Supplied records Block Start

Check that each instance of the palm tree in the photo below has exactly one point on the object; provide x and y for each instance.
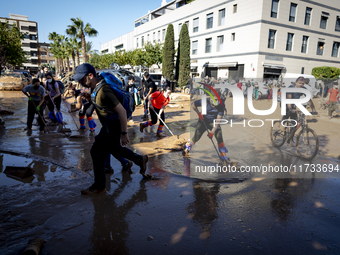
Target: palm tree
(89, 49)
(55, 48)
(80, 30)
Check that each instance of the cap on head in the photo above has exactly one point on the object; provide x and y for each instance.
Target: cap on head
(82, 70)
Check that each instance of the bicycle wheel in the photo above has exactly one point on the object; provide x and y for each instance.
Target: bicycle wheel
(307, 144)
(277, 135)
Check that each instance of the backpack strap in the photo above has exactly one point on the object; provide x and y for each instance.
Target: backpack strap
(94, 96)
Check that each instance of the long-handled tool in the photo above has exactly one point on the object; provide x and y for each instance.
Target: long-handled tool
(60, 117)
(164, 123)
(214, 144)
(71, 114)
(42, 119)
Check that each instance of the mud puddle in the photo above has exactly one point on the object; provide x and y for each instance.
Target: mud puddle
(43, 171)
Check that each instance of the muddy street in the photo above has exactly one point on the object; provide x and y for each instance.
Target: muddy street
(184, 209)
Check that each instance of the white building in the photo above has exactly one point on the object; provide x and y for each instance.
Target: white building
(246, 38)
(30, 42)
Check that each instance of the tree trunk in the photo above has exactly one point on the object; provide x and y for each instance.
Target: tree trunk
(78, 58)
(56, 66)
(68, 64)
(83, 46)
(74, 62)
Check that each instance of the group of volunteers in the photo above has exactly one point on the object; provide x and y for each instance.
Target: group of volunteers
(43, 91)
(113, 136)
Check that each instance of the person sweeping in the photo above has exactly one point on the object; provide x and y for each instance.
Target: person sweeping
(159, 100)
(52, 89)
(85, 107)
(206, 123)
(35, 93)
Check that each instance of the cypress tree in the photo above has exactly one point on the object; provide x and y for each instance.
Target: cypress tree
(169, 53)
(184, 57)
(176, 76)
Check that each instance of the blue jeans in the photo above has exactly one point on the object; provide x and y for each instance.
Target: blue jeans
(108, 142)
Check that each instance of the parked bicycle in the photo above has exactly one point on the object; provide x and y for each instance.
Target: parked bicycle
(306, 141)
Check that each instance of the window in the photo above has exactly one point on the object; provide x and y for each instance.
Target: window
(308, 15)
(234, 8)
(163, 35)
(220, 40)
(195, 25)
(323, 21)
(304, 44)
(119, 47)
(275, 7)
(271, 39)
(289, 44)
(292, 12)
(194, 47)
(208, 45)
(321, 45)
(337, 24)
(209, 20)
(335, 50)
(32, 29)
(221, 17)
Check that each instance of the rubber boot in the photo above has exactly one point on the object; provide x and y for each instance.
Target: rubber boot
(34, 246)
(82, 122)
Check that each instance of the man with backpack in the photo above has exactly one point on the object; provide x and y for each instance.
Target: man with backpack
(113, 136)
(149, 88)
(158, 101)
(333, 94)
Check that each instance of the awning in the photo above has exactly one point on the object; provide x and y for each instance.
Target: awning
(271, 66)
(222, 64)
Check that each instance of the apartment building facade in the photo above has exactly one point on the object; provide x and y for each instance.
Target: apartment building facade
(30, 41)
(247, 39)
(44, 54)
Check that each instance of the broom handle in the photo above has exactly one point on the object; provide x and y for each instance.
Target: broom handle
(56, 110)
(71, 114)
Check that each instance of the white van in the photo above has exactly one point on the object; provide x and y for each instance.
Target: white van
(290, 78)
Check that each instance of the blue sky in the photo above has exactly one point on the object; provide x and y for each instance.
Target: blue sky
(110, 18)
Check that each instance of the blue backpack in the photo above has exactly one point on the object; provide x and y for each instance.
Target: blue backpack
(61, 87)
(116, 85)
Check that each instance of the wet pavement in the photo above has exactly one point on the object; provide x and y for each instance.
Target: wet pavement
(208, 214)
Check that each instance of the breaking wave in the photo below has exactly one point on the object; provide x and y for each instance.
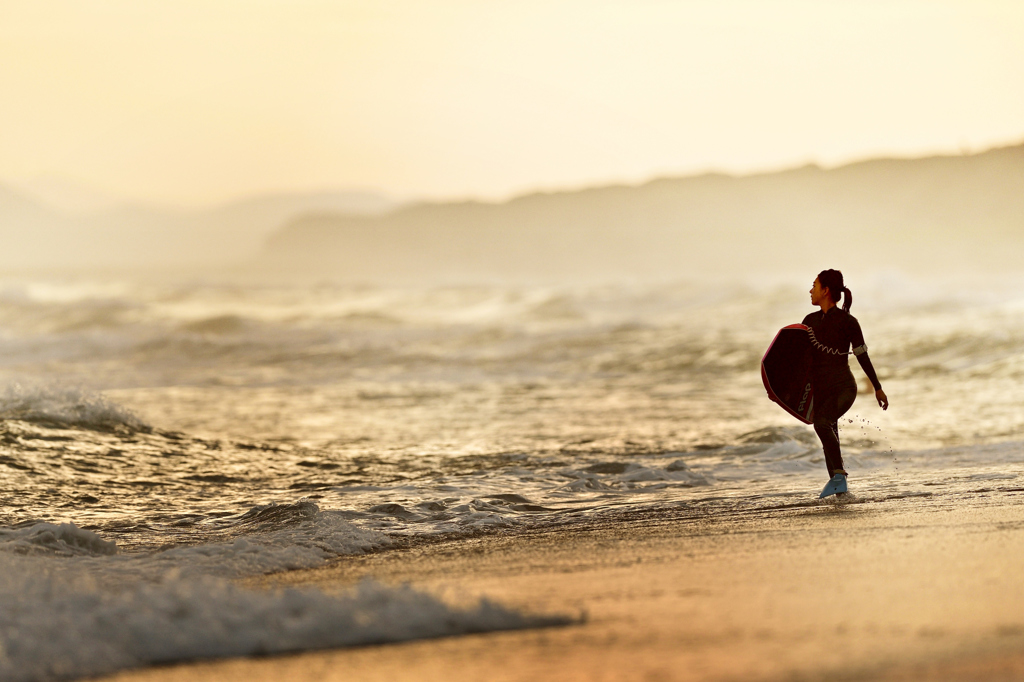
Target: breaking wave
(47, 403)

Supplied records Block End

- [Task brief] Sift the data above for lines with "below", then copy each one.

- [Solution to the exercise]
Check that each instance of the palm tree in the photo below has exactly one point on the object; provide x and y for each instance.
Check that each instance of the breaking wave in the photo below has exactly one point on the object; provide x and y for each instance.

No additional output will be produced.